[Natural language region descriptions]
____

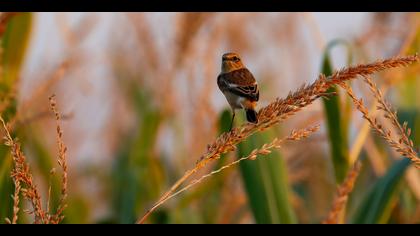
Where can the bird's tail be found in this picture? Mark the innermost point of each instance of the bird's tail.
(251, 116)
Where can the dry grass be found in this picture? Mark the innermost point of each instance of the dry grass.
(62, 162)
(21, 173)
(280, 110)
(24, 182)
(342, 195)
(402, 144)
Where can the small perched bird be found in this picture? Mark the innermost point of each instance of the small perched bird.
(239, 86)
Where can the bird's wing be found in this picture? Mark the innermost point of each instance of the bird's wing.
(240, 82)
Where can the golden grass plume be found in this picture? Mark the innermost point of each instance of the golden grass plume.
(343, 192)
(23, 179)
(280, 110)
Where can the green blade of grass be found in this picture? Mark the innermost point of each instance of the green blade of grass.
(138, 174)
(266, 183)
(14, 43)
(377, 204)
(337, 122)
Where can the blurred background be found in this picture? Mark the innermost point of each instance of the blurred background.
(140, 103)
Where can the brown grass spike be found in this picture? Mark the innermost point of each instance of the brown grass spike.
(343, 192)
(280, 110)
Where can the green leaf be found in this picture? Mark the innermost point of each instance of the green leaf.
(337, 122)
(266, 183)
(377, 204)
(14, 43)
(138, 174)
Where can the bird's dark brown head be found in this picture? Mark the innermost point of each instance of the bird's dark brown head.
(231, 61)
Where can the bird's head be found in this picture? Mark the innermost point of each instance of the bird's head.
(230, 62)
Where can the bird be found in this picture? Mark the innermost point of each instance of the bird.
(239, 86)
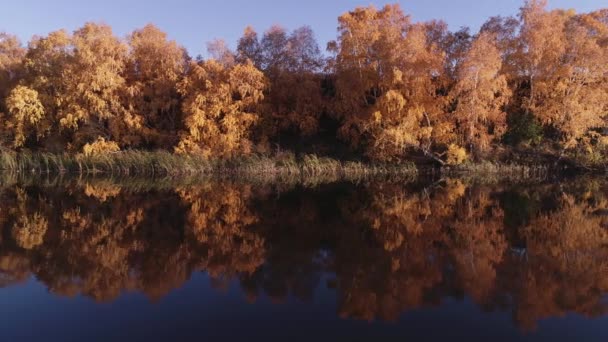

____

Write out the lines that run from the line containing "Where can the bird's head" to the end of the entries, inclusive, exactly as written. Skip every picture.

### PROBLEM SOLUTION
Where can the bird's head be found in this picture? Mark the innermost point of each instance of the bird's head.
(230, 62)
Where can the bird be found in this picture? Mark the innermost point of each instance of the bird.
(239, 86)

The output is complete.